SHORT TASK A:
From the course page below, list every application of linear algebra that its catalog description names.
SHORT TASK B:
Carry on the linear algebra course page past its final sentence, keeping the tone of a syllabus.

SOURCE TEXT:

Welcome to MIT 18.06: Linear Algebra! The Spring 2023 course information, materials, and links are recorded below. Course materials for previous semesters are archived in the other branches of this repository. You can dive in right away by reading this introduction to the course by Professor Strang.

NOTICE OF VIDEO RECORDING: The Spring 2023 lectures for 18.06 will be recorded for OCW. See the notice of recording for more information.

Catalog Description: Basic subject on matrix theory and linear algebra, emphasizing topics useful in other disciplines, including systems of equations, vector spaces, determinants, eigenvalues, singular value decomposition, and positive definite matrices. Applications to least-squares approximations, stability of differential equations, networks, Fourier transforms, and Markov processes. Uses linear algebra software. Compared with 18.700, more emphasis on matrix algorithms and many applications.

Syllabus

Lectures: Monday, Wednesday, and Friday at 11am in 26-100.

Instructors: Prof. Gilbert Strang and Dr. Andrew Horning.

Textbook: Introduction to Linear Algebra: 6th Edition. Professor Strang will explain more about this new 6th edition in class (it is not yet on Amazon). It now ends with two chapters on deep learning. Professor Strang plans to make the textbook available for students to purchase at a discount. Here again is a link to the preface and contents.

Recitations: Tuesday at the following times and locations.

  • R01: 9am with M. Chen (66-144)
  • R02: 10am with M. Chen (66-144)
  • R03: 10am with V. Krylov (2-136)
  • R04: 11am with D. Kliuev (4-159)
  • R05: 11am with V. Krylov (2-136)
  • R06: 12pm with M. Harris (4-159)
  • R07: 12pm with D. Kliuev (2-105)
  • R08: 12pm with I. Ganguly (2-136)
  • R09: 1pm with M. Harris (4-149)
  • R10: 1pm with I. Ganguly (2-136)
  • R11: 1pm with Z. Chen (2-135)
  • R12: 2pm with Z. Chen (2-132)
  • R13: 2pm with K. Vashaw (2-136)
  • R14: 3pm with K. Vashaw (2-136)

Office Hours: Please make arrangements to meet Professor Strang before or after class if you wish. The rest of the instructional team will hold weekly office hours. You may attend any office hours that fit your schedule.

  • A. Horning: Friday 12:30 - 1:30 in 66-144
  • M. Chen: Friday 4-6 in 66-154
  • V. Krylov: Thursday 5 - 7 in 2-361
  • D. Kliuev: Thursday 11 - 1 in 2-341
  • M. Harris: Wednesday 4 - 6 in 2-333
  • I. Ganguly: Monday 12:30-1:30 in 2-146 and Thursday 1-2 in 2-139
  • Z. Chen: Wednesday 12 - 2 in 2-340
  • K. Vashaw: Monday 1:30 - 2:30 in 2-131 and Friday 1:30 - 2:30 in 66-144
  • S. Bentley: Friday 3 - 4 in 2-147
  • A. Lu: Friday 7 - 9 in 2-139

Exams: We will have 3 exams during the semester: February 22, March 20, April 19. Final Exam TBD In May. For conflicts and/or accomodations, please contact Sapphire Tang in Academic Services as soon as possible (1-2 weeks in advance).

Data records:
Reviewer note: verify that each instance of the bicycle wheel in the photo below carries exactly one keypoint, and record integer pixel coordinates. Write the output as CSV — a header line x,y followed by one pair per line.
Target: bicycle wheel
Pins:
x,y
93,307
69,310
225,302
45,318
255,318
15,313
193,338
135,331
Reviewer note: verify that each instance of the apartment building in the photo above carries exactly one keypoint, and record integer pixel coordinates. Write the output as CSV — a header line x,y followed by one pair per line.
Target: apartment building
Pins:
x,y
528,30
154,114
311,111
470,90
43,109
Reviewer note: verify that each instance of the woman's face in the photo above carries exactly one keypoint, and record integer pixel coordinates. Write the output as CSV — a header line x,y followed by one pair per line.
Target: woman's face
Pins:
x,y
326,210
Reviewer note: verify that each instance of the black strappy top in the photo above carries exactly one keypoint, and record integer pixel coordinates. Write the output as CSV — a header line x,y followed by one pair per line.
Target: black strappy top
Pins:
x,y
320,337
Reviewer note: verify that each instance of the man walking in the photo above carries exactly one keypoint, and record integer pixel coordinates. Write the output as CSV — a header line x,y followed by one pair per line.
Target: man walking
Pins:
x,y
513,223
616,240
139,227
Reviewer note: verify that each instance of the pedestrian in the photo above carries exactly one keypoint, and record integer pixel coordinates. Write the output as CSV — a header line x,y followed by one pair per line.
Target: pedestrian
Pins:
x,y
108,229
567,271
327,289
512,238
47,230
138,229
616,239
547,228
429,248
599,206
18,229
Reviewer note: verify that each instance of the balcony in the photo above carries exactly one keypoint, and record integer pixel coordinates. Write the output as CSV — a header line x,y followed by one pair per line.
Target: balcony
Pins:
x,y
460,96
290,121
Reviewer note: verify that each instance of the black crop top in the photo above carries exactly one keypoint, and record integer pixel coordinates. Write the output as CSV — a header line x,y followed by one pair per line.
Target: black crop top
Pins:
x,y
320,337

WRITTEN REPLY A:
Least-squares approximations, stability of differential equations, networks, Fourier transforms, and Markov processes.

WRITTEN REPLY B:
Homework: Due weekly on Sunday at midnight (except exam weeks and spring break). Upload a .pdf of your clearly written or typed solutions on Gradescope. Late homework will not be accepted and extensions will not be granted within 48 hours of the due date except in cases of genuine emergency (a letter from S^3 is required).

Collaboration: Collaboration on homework is highly encouraged! However, please maintain academic integrity by writing up your solutions individually and by naming all collaborators and information sources consulted for the assignment (you don't need to cite the textbook).

Grading: 20% Homeworks (equally weighted, lowest dropped) + 45% Quizzes (3 midterms, each worth 15%) + 35% Final Exam

Resources: In addition to this repository, we will use the following online resources.

  • Canvas - course announcements will be posted on Canvas.
  • Gradescope - submit Psets and check grades through Gradescope.
  • Piazza - ask questions in the course discussion forum.

MIT also has excellent study resources: math learning center, TSR^2 study/resource room, pset partners.

Problem sets

  • Pset 1 is due on Sunday February 12 at 11:59pm.

  • Pset 2 is due on Sunday February 19 at 11:59pm.

  • Pset 3 is due on Sunday March 5 at 11:59pm.

  • Pset 4 is due on Sunday March 12 at 11:59pm. Extended to Wednesday March 15 at 11:59pm.

  • Pset 5 is due on Sunday April 9 at 11:59pm. Problem 9 is OPTIONAL for EXTRA CREDIT.

Exams

  • Exam 1 will be held on Wednesday, February 22 between 11am-12pm. Last names beginning with A-L will be in 50-340, while last names beginning with M-Z will be in 26-100.

  • Exam 2 will be held on Monday, March 20 between 11am-12pm. Last names beginning with A-L will be in 50-340, while last names beginning with M-Z will be in 26-100.

Lecture Material and Summaries

Lecture 1 (February 6)

Two ways to do matrix-vector multiplication are the "row way" and the "column way."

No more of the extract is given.